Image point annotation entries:
[Start]
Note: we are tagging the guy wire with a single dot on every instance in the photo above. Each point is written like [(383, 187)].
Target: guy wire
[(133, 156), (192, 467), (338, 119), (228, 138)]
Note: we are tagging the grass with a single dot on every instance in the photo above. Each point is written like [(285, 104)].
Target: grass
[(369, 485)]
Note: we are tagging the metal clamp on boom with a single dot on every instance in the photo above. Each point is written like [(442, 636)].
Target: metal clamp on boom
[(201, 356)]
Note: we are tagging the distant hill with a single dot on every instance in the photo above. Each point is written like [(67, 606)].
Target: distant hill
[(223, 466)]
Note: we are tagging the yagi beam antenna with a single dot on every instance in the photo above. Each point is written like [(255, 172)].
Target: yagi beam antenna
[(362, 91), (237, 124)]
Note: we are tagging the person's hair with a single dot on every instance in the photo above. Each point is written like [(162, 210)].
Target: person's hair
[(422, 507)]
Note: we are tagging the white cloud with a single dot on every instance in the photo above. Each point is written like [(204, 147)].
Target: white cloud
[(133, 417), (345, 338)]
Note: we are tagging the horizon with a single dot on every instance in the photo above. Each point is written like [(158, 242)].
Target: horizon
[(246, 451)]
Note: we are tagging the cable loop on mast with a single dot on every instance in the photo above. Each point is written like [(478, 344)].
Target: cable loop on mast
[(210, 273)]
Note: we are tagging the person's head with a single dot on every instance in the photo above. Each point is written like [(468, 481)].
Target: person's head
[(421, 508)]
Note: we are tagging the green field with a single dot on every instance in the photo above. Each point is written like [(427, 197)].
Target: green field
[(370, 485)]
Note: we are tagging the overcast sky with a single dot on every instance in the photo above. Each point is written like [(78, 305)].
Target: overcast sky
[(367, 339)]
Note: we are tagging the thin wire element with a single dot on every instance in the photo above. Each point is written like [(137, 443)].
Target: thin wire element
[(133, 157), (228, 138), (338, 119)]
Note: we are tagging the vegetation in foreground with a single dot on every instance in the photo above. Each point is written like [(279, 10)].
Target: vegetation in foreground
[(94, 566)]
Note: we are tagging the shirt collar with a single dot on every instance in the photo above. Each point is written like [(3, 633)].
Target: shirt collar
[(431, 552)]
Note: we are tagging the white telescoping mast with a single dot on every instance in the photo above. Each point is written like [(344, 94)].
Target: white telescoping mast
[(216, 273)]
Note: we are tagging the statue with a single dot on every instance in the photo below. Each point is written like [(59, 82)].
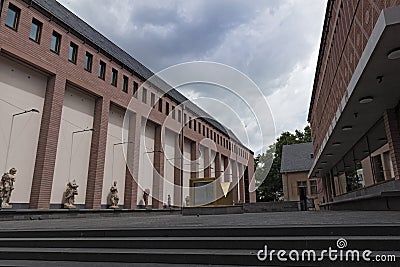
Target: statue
[(114, 198), (169, 201), (6, 188), (146, 198), (70, 192)]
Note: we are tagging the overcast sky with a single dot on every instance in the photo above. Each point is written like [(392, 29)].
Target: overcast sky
[(274, 42)]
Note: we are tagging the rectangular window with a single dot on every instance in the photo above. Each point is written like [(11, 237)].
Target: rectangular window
[(88, 62), (144, 95), (12, 18), (160, 105), (313, 187), (73, 52), (173, 113), (36, 30), (152, 99), (55, 42), (135, 89), (114, 77), (102, 70), (125, 84), (166, 108)]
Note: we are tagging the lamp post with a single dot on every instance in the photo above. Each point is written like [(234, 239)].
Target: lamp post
[(72, 145), (12, 124), (182, 152)]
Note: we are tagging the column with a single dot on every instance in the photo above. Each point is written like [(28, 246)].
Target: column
[(158, 170), (132, 158), (252, 181), (207, 163), (97, 154), (393, 137), (47, 146)]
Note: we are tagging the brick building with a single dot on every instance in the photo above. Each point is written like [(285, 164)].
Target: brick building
[(354, 109), (64, 93)]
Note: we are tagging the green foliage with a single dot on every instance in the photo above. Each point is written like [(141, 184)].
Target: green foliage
[(271, 187)]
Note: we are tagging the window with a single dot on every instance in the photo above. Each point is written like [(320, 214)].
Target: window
[(160, 105), (144, 95), (36, 30), (12, 18), (114, 77), (313, 187), (152, 99), (125, 84), (73, 52), (88, 62), (166, 108), (102, 70), (135, 89), (55, 42)]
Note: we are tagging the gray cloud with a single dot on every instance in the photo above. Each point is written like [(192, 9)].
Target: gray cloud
[(275, 43)]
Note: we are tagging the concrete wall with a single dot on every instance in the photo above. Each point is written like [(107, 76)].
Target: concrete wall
[(21, 88), (72, 160), (115, 162), (170, 160), (146, 160)]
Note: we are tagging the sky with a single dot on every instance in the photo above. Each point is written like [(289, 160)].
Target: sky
[(273, 42)]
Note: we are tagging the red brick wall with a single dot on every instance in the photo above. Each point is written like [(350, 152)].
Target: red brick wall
[(349, 29)]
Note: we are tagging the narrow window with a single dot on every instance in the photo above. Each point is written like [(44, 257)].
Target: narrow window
[(114, 77), (102, 70), (73, 52), (135, 89), (166, 108), (36, 30), (55, 42), (88, 62), (144, 95), (160, 105), (173, 113), (125, 84), (12, 18), (152, 99)]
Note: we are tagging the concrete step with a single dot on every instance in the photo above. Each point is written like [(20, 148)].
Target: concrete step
[(186, 256), (256, 231), (387, 243)]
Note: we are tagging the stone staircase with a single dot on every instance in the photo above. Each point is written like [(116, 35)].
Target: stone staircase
[(203, 246)]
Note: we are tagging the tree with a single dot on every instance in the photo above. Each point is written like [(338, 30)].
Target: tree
[(271, 188)]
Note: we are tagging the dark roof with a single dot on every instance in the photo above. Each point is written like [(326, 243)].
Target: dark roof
[(297, 158), (75, 25)]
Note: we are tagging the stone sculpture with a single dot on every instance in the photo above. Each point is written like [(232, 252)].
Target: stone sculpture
[(114, 198), (6, 188), (146, 198), (70, 192)]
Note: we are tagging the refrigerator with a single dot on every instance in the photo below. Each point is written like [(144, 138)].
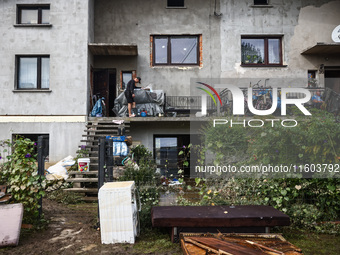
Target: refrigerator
[(118, 212)]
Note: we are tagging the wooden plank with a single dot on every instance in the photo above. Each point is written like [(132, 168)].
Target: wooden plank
[(83, 173), (218, 216), (82, 190), (273, 244), (90, 199), (225, 246)]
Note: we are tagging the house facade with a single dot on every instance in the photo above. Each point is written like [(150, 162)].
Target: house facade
[(55, 56)]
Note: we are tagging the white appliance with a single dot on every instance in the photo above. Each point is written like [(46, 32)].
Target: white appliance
[(118, 212)]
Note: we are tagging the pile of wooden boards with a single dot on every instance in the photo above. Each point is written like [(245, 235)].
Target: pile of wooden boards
[(236, 244)]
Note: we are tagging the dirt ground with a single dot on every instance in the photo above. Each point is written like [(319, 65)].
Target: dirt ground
[(71, 230)]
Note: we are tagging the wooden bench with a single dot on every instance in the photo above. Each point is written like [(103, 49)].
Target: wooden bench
[(213, 219)]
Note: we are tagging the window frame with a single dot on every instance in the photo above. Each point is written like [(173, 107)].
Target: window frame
[(175, 6), (261, 3), (39, 73), (133, 75), (38, 7), (266, 51), (169, 63)]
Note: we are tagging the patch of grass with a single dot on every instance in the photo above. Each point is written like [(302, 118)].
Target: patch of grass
[(155, 242), (64, 197), (312, 243)]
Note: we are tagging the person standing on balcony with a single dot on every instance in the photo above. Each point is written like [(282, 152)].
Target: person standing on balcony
[(130, 94)]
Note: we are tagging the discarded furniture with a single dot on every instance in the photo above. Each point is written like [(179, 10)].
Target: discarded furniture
[(213, 219), (3, 196), (236, 244), (10, 218), (118, 211)]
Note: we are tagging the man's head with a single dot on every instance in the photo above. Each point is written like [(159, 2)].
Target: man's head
[(137, 79)]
[End]
▸ **Exercise aim**: Rewrite every record above as a JSON list of strings, one string per line, skipping blank lines. Leave the pictures out of the answer.

▸ **Reply to the task**:
[
  "Note: we are tagging the guy wire with a single dot on every instance in the photo above. Each point is written like [(383, 187)].",
  "Target: guy wire",
  "[(133, 156), (192, 467), (338, 119), (228, 138)]",
  "Note: we are tagging the grass with a single dot on every instance in the photo above. Each point is written like [(285, 104)].",
  "Target: grass",
  "[(369, 485)]",
  "Note: we are tagging the metal clamp on boom with a single dot on every instance in the photo above. Each point is written like [(442, 636)].",
  "Target: metal clamp on boom",
  "[(201, 356)]",
  "Note: we are tagging the distant hill with a single dot on every instance in the photo above. Each point is written like [(67, 606)].",
  "Target: distant hill",
  "[(223, 466)]",
  "Note: we are tagging the yagi beam antenna with a single dot on every instance in the photo above. Each point is written like [(255, 172)].",
  "Target: yagi beam antenna",
  "[(362, 91), (237, 124)]",
  "Note: we are tagging the person's hair with a single dot on every instance in the photo above. Each point is written like [(162, 210)].",
  "Target: person's hair",
  "[(422, 507)]",
  "Note: we are tagging the white cloud with a single dot on every instance in the photo above. Each point is written like [(204, 147)].",
  "Target: white cloud",
  "[(133, 417), (345, 338)]",
  "Note: we are tagging the horizon with a single dot on every instance in the photo above. Each point is written like [(158, 242)].",
  "Target: horizon",
  "[(246, 451)]",
  "Note: we are tagging the cable loop on mast with a single dot on every instance in the photo above. Each point is written like [(478, 344)].",
  "Target: cable loop on mast",
  "[(210, 273)]",
  "Note: we are tagging the person's head with a single dot on every instance in the photo above. Each point is written like [(468, 481)].",
  "Target: person's head",
  "[(421, 508)]",
  "Note: we are tagging the green field with a single dot on every instance in the photo above. Each point is written like [(427, 197)].",
  "Target: green field",
  "[(370, 485)]",
  "Note: we are tagging the overcast sky with a single dot on every instance in the photo above. Each point is written like [(78, 305)].",
  "Target: overcast sky",
  "[(367, 339)]",
  "Note: we are tagging the thin wire element with a single dot on every instance in the photo above. Each point is written like [(137, 443)].",
  "Target: thin wire element",
  "[(133, 157), (228, 138), (338, 119)]",
  "Note: we are tagging the vegetation in foreground with a single dot on every instance in the photo above. Each point is written like [(279, 10)].",
  "Target: vegetation in foreground",
  "[(94, 566)]",
  "Note: we are tagging the shirt collar with a single dot on every instance in the photo above. Each point is written like [(3, 633)].",
  "Target: shirt collar",
  "[(431, 552)]",
  "Note: we are tagging the white telescoping mast with a single dot on every instance in the photo above. Each point is written like [(344, 94)].",
  "Target: white telescoping mast",
  "[(216, 273)]",
  "Note: we are tagging the statue with a single dot on every instance in the photo below. Each point is written like [(59, 82)].",
  "Target: statue",
  "[(114, 198), (169, 201), (6, 188), (146, 198), (70, 192)]",
  "Note: we are tagging the overcast sky with a single dot on every instance in the photo above. Each point is written like [(392, 29)].",
  "Target: overcast sky",
  "[(274, 42)]",
  "Note: we are tagging the rectangular window with a single dot on every instance in the photo above. Each point is written like [(11, 237)].",
  "Target: rectangular window",
  "[(88, 62), (144, 95), (12, 18), (160, 105), (313, 187), (73, 52), (173, 113), (36, 30), (152, 99), (55, 42), (135, 89), (114, 77), (102, 70), (125, 84), (166, 108)]",
  "Note: we are tagging the lamp post with a single dot on every instance in the photo above. Each point is written like [(234, 239)].",
  "Target: lamp post",
  "[(72, 145), (12, 124), (182, 152)]",
  "Note: we are tagging the column with a single dot on every instance in the photo above. Each point is written like [(28, 246)].",
  "Target: column",
  "[(158, 170), (132, 158), (252, 181), (207, 163), (97, 154), (393, 137), (47, 146)]",
  "Note: we are tagging the brick building with a single dot on every instance in the photo above. Each point is written like [(285, 164)].",
  "Target: brick building",
  "[(354, 109), (64, 93)]",
  "Note: we are tagging the green foliage with a single dot on every instance in the photo above. Each point is written like [(141, 184)].",
  "Target: green foliage",
  "[(271, 187)]",
  "Note: we are tagging the window with a single dot on every instance in the photo above. Each point is written like [(320, 214)].",
  "Target: window",
  "[(160, 105), (144, 95), (36, 30), (12, 18), (114, 77), (313, 187), (152, 99), (125, 84), (73, 52), (88, 62), (166, 108), (102, 70), (135, 89), (55, 42)]",
  "Note: we are tagging the gray cloud with a single dot on every instance in the photo above. Each point is written like [(192, 9)].",
  "Target: gray cloud",
  "[(275, 43)]",
  "Note: we are tagging the concrete wall with a single dot on every instance in the photo above. Each point is written like [(107, 76)].",
  "Target: concrete wall",
  "[(21, 88), (72, 160), (115, 162), (170, 160), (146, 160)]",
  "Note: we are tagging the sky with a single dot on every instance in the photo above. Each point is written like [(289, 160)].",
  "Target: sky",
  "[(273, 42)]",
  "Note: we are tagging the red brick wall with a single dot on every instance in the photo above. Each point is written like [(350, 152)].",
  "Target: red brick wall",
  "[(349, 29)]",
  "Note: we are tagging the narrow window with a single dot on every instance in the photo above. Each point is written like [(44, 257)].",
  "Target: narrow window",
  "[(114, 77), (102, 70), (73, 52), (135, 89), (166, 108), (36, 30), (55, 42), (88, 62), (144, 95), (160, 105), (173, 113), (125, 84), (12, 18), (152, 99)]",
  "Note: we are tagging the concrete step with a single dot on every instance in the photo above. Each point is written like [(20, 148)].",
  "Target: concrete step",
  "[(186, 256), (256, 231), (387, 243)]",
  "Note: we are tagging the stone staircase with a single dot on every instance in the photo above. Each point is written like [(116, 35)].",
  "Target: stone staircase",
  "[(203, 246)]",
  "Note: we are tagging the tree with a single dot on every instance in the photo above. Each point is written like [(338, 30)].",
  "Target: tree",
  "[(271, 188)]",
  "Note: we are tagging the dark roof with a single dot on every instance in the photo above. Each point is written like [(326, 243)].",
  "Target: dark roof",
  "[(297, 158), (75, 25)]",
  "Note: we are tagging the stone sculpture with a single dot on every instance in the photo above. Each point is written like [(232, 252)].",
  "Target: stone sculpture",
  "[(114, 198), (6, 188), (146, 198), (70, 192)]",
  "Note: we are tagging the refrigerator with a single dot on every instance in the photo below. Each point is written like [(144, 138)].",
  "Target: refrigerator",
  "[(118, 212)]",
  "Note: we are tagging the wooden plank with a single dot on every instance in the photo above. Each point is written like [(132, 168)].",
  "Target: wooden plank",
  "[(83, 173), (218, 216), (82, 190), (273, 244), (90, 199), (225, 246)]",
  "Note: we are tagging the house facade with a single dot on every instance in the photo above. Each point is written like [(150, 162)].",
  "Target: house facade",
  "[(55, 56)]",
  "Note: we are tagging the white appliance with a single dot on every instance in the photo above. Each point is written like [(46, 32)].",
  "Target: white appliance",
  "[(118, 212)]",
  "Note: we are tagging the pile of wooden boards with a single dot on every instance in the photo above. Each point is written like [(245, 235)].",
  "Target: pile of wooden boards",
  "[(236, 244)]",
  "Note: we are tagging the dirt ground with a single dot on every instance in the photo above. Each point is written like [(319, 65)].",
  "Target: dirt ground",
  "[(71, 230)]",
  "Note: we are tagging the wooden bench with a single dot on every instance in the photo above. Each point is written like [(103, 49)].",
  "Target: wooden bench",
  "[(213, 219)]",
  "Note: we are tagging the window frame with a single dot on every instance in the photo above. Each point is written like [(173, 107)].",
  "Target: window frame",
  "[(175, 6), (261, 3), (39, 73), (133, 75), (38, 7), (266, 51), (169, 63)]",
  "Note: we are tagging the patch of grass with a single dot on every instance in the photo above. Each point is written like [(302, 118)].",
  "Target: patch of grass",
  "[(155, 242), (64, 197), (312, 243)]",
  "Note: we are tagging the person standing on balcony with a single dot on every instance in the photo above. Each point is written like [(282, 152)].",
  "Target: person standing on balcony",
  "[(130, 94)]",
  "Note: we are tagging the discarded furniture with a single dot on every instance in the photo above. Each point is written like [(179, 10)].",
  "Target: discarded furniture",
  "[(213, 219), (3, 196), (236, 244), (10, 218), (118, 211)]",
  "Note: we are tagging the man's head with a single dot on every instance in the photo above. Each point is written like [(159, 2)].",
  "Target: man's head",
  "[(137, 79)]"
]